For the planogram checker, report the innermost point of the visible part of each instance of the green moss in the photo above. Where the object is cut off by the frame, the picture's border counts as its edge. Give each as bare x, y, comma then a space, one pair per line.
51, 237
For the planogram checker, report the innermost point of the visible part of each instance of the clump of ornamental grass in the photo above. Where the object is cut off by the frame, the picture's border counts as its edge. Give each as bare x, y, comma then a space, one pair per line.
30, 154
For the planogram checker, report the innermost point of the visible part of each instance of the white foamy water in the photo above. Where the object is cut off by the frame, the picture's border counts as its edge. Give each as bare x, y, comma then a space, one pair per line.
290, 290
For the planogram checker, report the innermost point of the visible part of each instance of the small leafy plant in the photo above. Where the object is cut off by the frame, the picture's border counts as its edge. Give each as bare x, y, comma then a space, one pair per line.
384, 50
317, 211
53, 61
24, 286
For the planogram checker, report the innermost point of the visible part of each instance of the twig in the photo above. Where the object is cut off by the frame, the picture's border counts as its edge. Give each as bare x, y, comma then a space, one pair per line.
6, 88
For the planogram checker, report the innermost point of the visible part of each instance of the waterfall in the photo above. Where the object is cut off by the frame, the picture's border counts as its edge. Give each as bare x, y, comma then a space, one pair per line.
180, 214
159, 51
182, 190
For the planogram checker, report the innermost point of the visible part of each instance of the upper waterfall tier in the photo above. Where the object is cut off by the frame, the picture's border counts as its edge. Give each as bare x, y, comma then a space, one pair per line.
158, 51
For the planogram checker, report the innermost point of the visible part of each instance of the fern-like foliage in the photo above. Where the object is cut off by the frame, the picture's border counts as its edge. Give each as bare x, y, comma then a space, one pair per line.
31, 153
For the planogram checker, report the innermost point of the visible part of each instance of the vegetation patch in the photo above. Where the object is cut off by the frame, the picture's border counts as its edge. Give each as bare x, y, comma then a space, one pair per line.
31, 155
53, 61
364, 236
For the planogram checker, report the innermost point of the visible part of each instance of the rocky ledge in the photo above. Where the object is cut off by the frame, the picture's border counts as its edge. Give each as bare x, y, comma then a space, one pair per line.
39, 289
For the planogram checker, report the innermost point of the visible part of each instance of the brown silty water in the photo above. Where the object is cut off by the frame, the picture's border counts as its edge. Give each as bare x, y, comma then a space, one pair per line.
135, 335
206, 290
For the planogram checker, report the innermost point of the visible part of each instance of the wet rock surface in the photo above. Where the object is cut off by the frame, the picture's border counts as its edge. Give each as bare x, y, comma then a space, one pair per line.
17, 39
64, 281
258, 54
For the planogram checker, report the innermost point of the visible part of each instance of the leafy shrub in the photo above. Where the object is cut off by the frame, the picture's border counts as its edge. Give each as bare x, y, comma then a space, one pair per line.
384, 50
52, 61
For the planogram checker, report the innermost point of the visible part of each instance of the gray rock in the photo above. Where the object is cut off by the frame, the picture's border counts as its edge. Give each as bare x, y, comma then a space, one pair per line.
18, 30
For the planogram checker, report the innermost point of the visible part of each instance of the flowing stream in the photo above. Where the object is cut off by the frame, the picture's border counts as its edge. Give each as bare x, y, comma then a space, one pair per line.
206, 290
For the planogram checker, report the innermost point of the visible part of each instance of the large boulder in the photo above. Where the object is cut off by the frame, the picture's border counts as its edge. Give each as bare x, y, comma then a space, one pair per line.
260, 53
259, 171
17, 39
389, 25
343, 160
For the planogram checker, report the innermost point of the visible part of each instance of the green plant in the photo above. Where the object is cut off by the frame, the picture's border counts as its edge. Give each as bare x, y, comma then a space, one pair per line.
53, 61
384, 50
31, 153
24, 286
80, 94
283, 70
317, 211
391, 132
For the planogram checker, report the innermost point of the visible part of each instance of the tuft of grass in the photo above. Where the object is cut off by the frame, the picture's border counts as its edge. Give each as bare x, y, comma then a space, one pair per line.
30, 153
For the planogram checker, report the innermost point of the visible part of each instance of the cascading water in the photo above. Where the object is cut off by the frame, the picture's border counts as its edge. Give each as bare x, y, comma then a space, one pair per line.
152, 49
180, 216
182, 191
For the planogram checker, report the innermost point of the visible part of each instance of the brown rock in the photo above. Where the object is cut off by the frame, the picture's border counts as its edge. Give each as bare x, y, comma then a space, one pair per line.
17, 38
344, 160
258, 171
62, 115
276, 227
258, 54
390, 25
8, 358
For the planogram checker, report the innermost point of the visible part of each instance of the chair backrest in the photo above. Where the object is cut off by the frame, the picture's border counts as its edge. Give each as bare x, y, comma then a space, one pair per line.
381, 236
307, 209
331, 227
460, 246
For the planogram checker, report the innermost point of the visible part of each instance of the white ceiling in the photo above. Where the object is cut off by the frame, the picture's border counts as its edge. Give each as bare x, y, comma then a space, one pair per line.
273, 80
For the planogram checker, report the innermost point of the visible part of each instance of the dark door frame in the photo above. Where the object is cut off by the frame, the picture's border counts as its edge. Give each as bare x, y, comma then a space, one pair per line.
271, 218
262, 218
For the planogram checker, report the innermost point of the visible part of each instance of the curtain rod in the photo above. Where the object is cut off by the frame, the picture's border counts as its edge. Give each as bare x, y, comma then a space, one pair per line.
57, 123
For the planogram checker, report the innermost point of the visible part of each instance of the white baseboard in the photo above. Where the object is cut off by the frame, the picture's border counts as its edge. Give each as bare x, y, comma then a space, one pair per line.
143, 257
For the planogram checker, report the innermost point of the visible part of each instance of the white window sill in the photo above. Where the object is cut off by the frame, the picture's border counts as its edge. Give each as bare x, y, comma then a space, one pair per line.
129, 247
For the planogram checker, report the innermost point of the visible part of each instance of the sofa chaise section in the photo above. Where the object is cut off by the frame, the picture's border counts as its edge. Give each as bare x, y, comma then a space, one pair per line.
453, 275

- _Directions for this task_: What the exercise needs is every record again, word for word.

- _Problem solution_:
For the planogram checker, report the innermost point of the visible part of each instance of the green moss in the photo above. Where the object is cut off by the frame, the picture's border counts as its edge. Give each as bare x, y, comma then a space, one pair per line.
51, 237
For the planogram checker, report the innermost point of the visible part of each instance of the clump of ornamental grass in the photo above. Where the object is cut off by the frame, the picture's border counts as its edge. Give each as bare x, y, comma then a space, one pair per line.
30, 154
For the planogram checker, report the innermost point of the visible part of each instance of the white foamy water in the photo above. Where the object is cut off by the frame, the picture's border counts as its edge. Give each as bare x, y, comma then a space, one pair per line.
290, 290
For the planogram checker, report the innermost point of the visible part of each instance of the small leafy plant in the photo above. Where the object is cut off by the frame, the picture's border counts as its edge. Give each as bare x, y, comma then a space, one pair per line.
384, 50
317, 211
53, 61
24, 286
For the planogram checker, report the innermost point of the visible part of each instance of the twig in the photo above. Where the object is cut off by the frame, the picture's border counts as its edge. Give each as bare x, y, comma then a space, one pair per line.
6, 88
For the planogram checker, report the innermost point of the visible part of each instance of the waterfall in the photo above. Where the object is cut off by the frame, the picture's border counts as its edge. Give each as bare x, y, comma then a space, one pair per line.
180, 214
159, 51
182, 190
For the planogram checker, report the innermost point of the visible part of each instance of the upper waterfall tier in the photo above. Where the object is cut off by the frame, the picture's border counts as its edge. Give each as bare x, y, comma then a space, one pair per line.
158, 51
For the planogram checker, report the innermost point of the visible part of each instance of the fern-like foliage in the photo above. Where the object is cut off by the frame, the picture's border counts as its edge. Give each as bare x, y, comma then a space, one pair per line.
31, 153
For the planogram checker, report the innermost point of the visible part of each instance of the vegetation patch in the photo above. Where the object is cut off by the frame, the picture's border counts as its edge. Give each as bare x, y, comma then a space, one pair per line.
31, 155
53, 61
364, 236
For the planogram checker, report the innermost point of the visible part of each instance of the rocky ledge in the photo above. Where the object is cut off by the frame, the picture's border counts as its edge. Give each as bare x, y, comma then a space, one pair per line.
39, 289
For the planogram checker, report the innermost point of the visible part of each instance of the brown silty water in the photo above. Where the object is cut off by the frame, the picture's border counts as its edge. Give each as bare x, y, comma then a space, one pair per line.
135, 335
206, 290
For the planogram checker, report the innermost point of the visible part of each instance of the wet rock surface in the photo above. Where the object is cut off by the frame, the picture's border counts as its edge. Give each as bare x, y, comma then a space, one pair per line.
17, 39
64, 281
258, 54
For the planogram checker, report the innermost point of the visible part of each instance of the leafy shrub in the photo above. Where the object is cut off by the frame, the picture's border counts as its edge. Give each as bare x, y, comma then a space, one pair per line.
384, 50
52, 61
For the planogram checker, report the innermost point of the visible part of each instance of the gray rock in the photo above. Where the object is cut off by the frame, the picture's border counts as its edge. Give each as bare x, y, comma then a space, one pair per line.
18, 30
For the planogram checker, report the innermost point of the visible part of each instance of the flowing stream in the photo above. Where the object is cut off by the frame, the picture's border counts as its edge. Give each as bare x, y, comma then a space, one pair per line.
206, 290
For the planogram checker, report the innermost point of the visible part of each instance of the large boulder in the photo above. Where the object is cut off by the frame, the picture's border counts as its edge. Give each as bare x, y, comma then a space, one pair per line.
260, 53
259, 171
17, 39
389, 25
343, 160
For the planogram checker, report the innermost point of the visible part of each instance of the green plant in the photo above. Where the object is cut off by the frame, the picture's border counts as its edge. Give each as bare x, y, comma then a space, one pair per line.
53, 61
384, 50
31, 153
24, 286
80, 94
283, 70
317, 211
391, 132
For the planogram checker, report the innermost point of the visible part of each instance of the tuft of grass in the photo above. Where the object is cut off by the frame, the picture's border counts as its edge. Give each as bare x, y, comma then a space, one pair per line.
30, 153
For the planogram checker, report the innermost point of the visible part of each instance of the cascading water in the photo above. Where the object is cut off by the frame, the picture's border counts as its edge. Give each as bare x, y, comma then a space, one pair per line.
152, 49
180, 216
182, 191
For the planogram checker, report the innermost point of the visible part of each instance of the brown rock in the photo above. Where the object is cut off by the frame, the picture's border counts as its edge. Give each as bare x, y, comma then a space, one pair per line.
17, 38
344, 160
258, 171
62, 115
276, 227
258, 54
390, 25
8, 358
For the planogram checker, report the innermost point of the visible part of each instance of the chair backrest in the photo above. Where the object is cut off by the frame, the picture's border counts as its edge. Give each as bare x, y, comma then a space, one pair per line.
381, 236
307, 209
331, 227
460, 246
For the planogram checker, report the innermost point of the visible part of each instance of the white ceiling in the photo above. Where the object is cut off by the frame, the picture's border counts as its edge. Give each as bare x, y, comma then a space, one pair per line.
273, 80
For the planogram checker, report the innermost point of the visible part of each instance of the dark door frame in the photo above. Where the object is cut off by the frame, the picture's border counts as its edge. Give each as bare x, y, comma then a space, one pair per line.
271, 218
262, 218
For the planogram checker, report the innermost point of the visible part of each instance of the curtain rod in the photo above. Where the object is cut off by the frame, the picture's border counts as its edge. Give each as bare x, y, comma then a space, one pair per line.
57, 123
For the planogram checker, report the innermost point of the visible part of each instance of the white baseboard in the photo above. Where the object is cut off by the frame, the picture's border counts as its edge. Give each as bare x, y, comma then a space, one pair per line.
143, 257
For the planogram checker, report the innermost point of the visible part of each instance of the white window sill in the photo above. Where the object is cut off by the frame, the picture's border counts as its edge. Give each as bare x, y, comma then a space, one pair per line.
129, 247
For the planogram checker, report the innermost point of the visible part of each instance of the sofa chaise section in the photo above. Where the object is cut off by the frame, the picture's border counts as its edge. Give each as bare x, y, comma then a space, one pair per line.
453, 275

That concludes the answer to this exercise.